▶ _FONTE_:
▬▬▬▬▬▬

II. Tendo a Embargante adquirido por escritura pública de compra e venda um prédio rústico, não se pode concluir que tem a propriedade de um prédio urbano penhorado na execução fiscal;
III. Para efeitos do art. 237.º do CPPT não basta invocar a posse, há que alegar factos que consubstanciem actos materiais que possam conduzir à conclusão de que entre a Embargante e o bem penhorado nos autos de execução fiscal existe uma relação de facto.*
* Sumário elaborado pelo Relator.
Recorrente:Fazenda Pública
Recorrido 1:A... e S..., Lda.
Decisão:Concedido provimento ao recurso
Aditamento:
Parecer Ministério Publico:
1
Decisão Texto Integral:
Acordam, em conferência, os juízes que constituem a Secção de Contencioso Tributário do Tribunal Central Administrativo Norte:

I. RELATÓRIO

A FAZENDA PÚBLICA vem recorrer da sentença proferida pelo Tribunal Administrativo e Fiscal (TAF) de Mirandela, que julgou procedente os Embargos de Terceiro apresentados por A…, no âmbito do processo de execução fiscal n.º 2496200501001221 e apensos, instaurado contra a executada S…, Lda.

A Recorrente FAZENDA PÚBLICA apresentou as suas alegações, e formulou as seguintes conclusões:

1. A douta sentença considerou erradamente provado a seguinte matéria de facto, concluindo também em erro que o prédio urbano inscrito sob o artigo 9... é o mesmo prédio que o rústico inscrito na matriz sob o artigo 13.195 da freguesia de V...:
«Quer pela área, quer pela localização, quer pelas confrontações, verifica-se que o prédio, que já na sua configuração de urbano veio a ser penhorado pela Fazenda Nacional à executada S… Lda é o mesmo que ainda na sua configuração de rústico, a ora embargante havia comprado à sociedade T...- Imobiliária Lda e que esta, por sua vez, ainda nessa configuração de rústico, havia comprado em inícios de 2004 àquela sociedade S… Lda.
Existindo uma mera duplicação de artigos, quer na CRP de Vila Real, quer no respectivo Serviço de Finanças, nos seguintes termos:
Por um lado, como prédio rústico descrito na CRP de Vila Real sob o n° 4... e inscrito na matriz predial rústica da freguesia de V... sob o n°. 1...;
Por outro lado, como prédio urbano descrito na CRP de Vila Real sob o n° 2... e inscrito na matriz predial urbana da freguesia de V... sob o artigo 9....
Tendo sido na sequência da apresentação por parte da sociedade S… Lda do modelo 129 junto da Administração Fiscal que o prédio em causa deixou de ser identificado matricialmente com o artigo 1... rústico e passou a ser com o artigo 9... urbano».

▬▬▬▬▬▬

▶ _EXERCÍCIOS_:
**a.** Consegue resumir numa única frase mais curta o parágrafo do acórdão que começa por «A FAZENDA PÚBLICA vem recorrer», mantendo os factos principais?
**b.** Pode transcrever do acórdão o trecho que começa nas palavras que contêm "Existindo uma mera" e termina logo a seguir a "o artigo 9...."?
As linhas que se seguem não têm qualquer relação com o acórdão.

▶ _DADOS FORNECIDOS_:
▬▬▬▬▬▬

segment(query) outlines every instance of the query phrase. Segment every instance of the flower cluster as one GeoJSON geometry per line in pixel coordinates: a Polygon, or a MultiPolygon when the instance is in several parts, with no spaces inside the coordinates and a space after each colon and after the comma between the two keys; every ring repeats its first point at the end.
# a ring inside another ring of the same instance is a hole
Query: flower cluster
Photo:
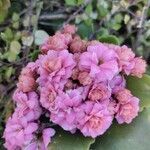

▬▬▬▬▬▬

▶ _RESOLUÇÕES_:
**a.** A Fazenda Pública recorre da sentença do TAF de Mirandela que deu razão aos Embargos de Terceiro de A… no processo de execução fiscal n.º 2496200501001221 e apensos, movido contra a executada S…, Lda.

**b.**
Existindo uma mera duplicação de artigos, quer na CRP de Vila Real, quer no respectivo Serviço de Finanças, nos seguintes termos:
Por um lado, como prédio rústico descrito na CRP de Vila Real sob o n° 4... e inscrito na matriz predial rústica da freguesia de V... sob o n°. 1...;
Por outro lado, como prédio urbano descrito na CRP de Vila Real sob o n° 2... e inscrito na matriz predial urbana da freguesia de V... sob o artigo 9....